==== SELECTED TEXT ====

Ineffective at their primary goal. Even judging the abstinence-only approach on its own limited terms—where the only thing that matters is stopping or even delaying sex outside of marriage—this approach is ineffective. The first federally funded evaluation of Title V abstinence-only programs, conducted in 2007 by Mathematica Policy Research on behalf of HHS, found no evidence that these programs increased rates of sexual abstinence.11 In fact, according to scientific evidence amassed over the past 20 years, abstinence-only programs do not have a significant impact on the age of first sexual intercourse, number of sexual partners or other sexual behaviors.12 Further, abstinence-only programs may place young people at increased likelihood of pregnancy and STIs once they do become sexually active.11,13,14

Fail to meet the needs of young people. By withholding potentially life-saving sexual health information and skills, abstinence-only programs do nothing to prepare young people for when they will become sexually active and systematically ignore the needs of those who are already sexually active.12 Specifically, abstinence-only programs typically overlook or downplay the benefits of contraception and often overemphasize its relative risk. These programs may be doing long-term damage by deterring condom and other contraceptive use among sexually active adolescents, increasing their risk of unintended pregnancy and STIs. In addition, abstinence-only programs typically fail to provide education and skill building on the complete scope of critical sexual health and sexuality topics, such as healthy relationships, communication and consent.

====

WORK REQUEST A — Which sexual health and sexuality topics does the passage on abstinence-only programs name as examples of what these programs typically fail to cover?
WORK REQUEST B —
Answer each question from the passage on abstinence-only programs:
(i) Who conducted the first federally funded evaluation of Title V abstinence-only programs, and in what year?
(ii) Over how many years has the scientific evidence on abstinence-only programs been amassed?
(iii) What about contraception do abstinence-only programs often overemphasize?
WORK REQUEST C — Could you reproduce the passage on abstinence-only programs word for word, from "Fail to meet" up to and including "communication and consent."?
Rely only on the passage on abstinence-only programs.

==== DATA UNDER STUDY ====

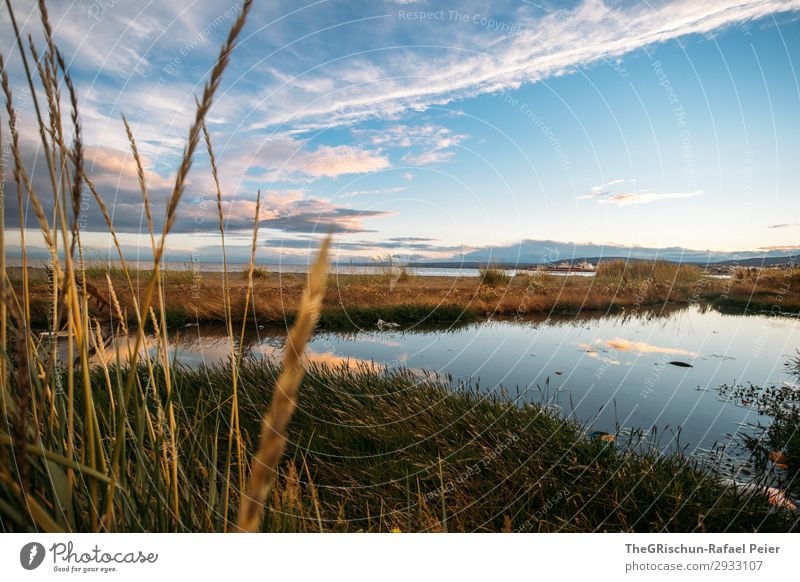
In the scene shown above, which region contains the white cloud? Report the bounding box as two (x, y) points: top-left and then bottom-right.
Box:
(242, 0), (800, 127)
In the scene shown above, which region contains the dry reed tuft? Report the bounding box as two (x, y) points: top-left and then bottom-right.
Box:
(237, 235), (331, 532)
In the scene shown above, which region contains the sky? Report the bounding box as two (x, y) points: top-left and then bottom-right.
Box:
(0, 0), (800, 262)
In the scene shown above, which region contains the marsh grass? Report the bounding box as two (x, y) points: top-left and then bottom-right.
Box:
(595, 259), (703, 285)
(373, 253), (415, 283)
(478, 265), (511, 287)
(0, 0), (796, 532)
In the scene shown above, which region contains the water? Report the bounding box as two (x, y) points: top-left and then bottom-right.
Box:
(65, 306), (800, 480)
(14, 257), (576, 278)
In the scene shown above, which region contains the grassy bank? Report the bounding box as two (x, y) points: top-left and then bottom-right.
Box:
(9, 361), (797, 532)
(10, 261), (800, 328)
(0, 0), (797, 532)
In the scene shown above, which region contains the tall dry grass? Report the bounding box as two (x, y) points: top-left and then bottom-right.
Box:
(0, 0), (329, 532)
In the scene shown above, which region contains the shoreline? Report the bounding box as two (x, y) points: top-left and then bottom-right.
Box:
(17, 267), (800, 329)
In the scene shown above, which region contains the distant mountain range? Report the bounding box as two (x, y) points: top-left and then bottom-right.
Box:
(418, 240), (800, 266)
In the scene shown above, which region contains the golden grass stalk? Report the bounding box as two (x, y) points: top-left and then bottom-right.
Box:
(203, 122), (244, 530)
(237, 234), (331, 532)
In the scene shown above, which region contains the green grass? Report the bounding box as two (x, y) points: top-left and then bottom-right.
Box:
(478, 266), (511, 287)
(595, 259), (703, 284)
(64, 361), (797, 532)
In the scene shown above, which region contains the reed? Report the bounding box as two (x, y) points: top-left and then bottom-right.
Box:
(238, 235), (331, 532)
(478, 265), (511, 287)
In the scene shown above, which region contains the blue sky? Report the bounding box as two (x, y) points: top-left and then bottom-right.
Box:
(0, 0), (800, 261)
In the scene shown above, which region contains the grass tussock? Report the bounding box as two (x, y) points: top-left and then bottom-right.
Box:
(595, 259), (703, 285)
(59, 360), (797, 532)
(478, 266), (511, 287)
(0, 0), (796, 532)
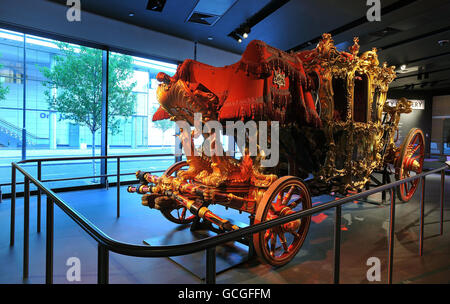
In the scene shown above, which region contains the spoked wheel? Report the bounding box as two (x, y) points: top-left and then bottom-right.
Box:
(395, 128), (425, 202)
(253, 176), (312, 266)
(161, 161), (195, 224)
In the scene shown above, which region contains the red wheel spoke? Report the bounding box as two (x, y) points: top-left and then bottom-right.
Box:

====

TASK RESULT A — Healthy relationships, communication, and consent.

TASK RESULT B —
(i) Mathematica Policy Research, in 2007.
(ii) 20 years.
(iii) Its relative risk.

TASK RESULT C —
Fail to meet the needs of young people. By withholding potentially life-saving sexual health information and skills, abstinence-only programs do nothing to prepare young people for when they will become sexually active and systematically ignore the needs of those who are already sexually active.12 Specifically, abstinence-only programs typically overlook or downplay the benefits of contraception and often overemphasize its relative risk. These programs may be doing long-term damage by deterring condom and other contraceptive use among sexually active adolescents, increasing their risk of unintended pregnancy and STIs. In addition, abstinence-only programs typically fail to provide education and skill building on the complete scope of critical sexual health and sexuality topics, such as healthy relationships, communication and consent.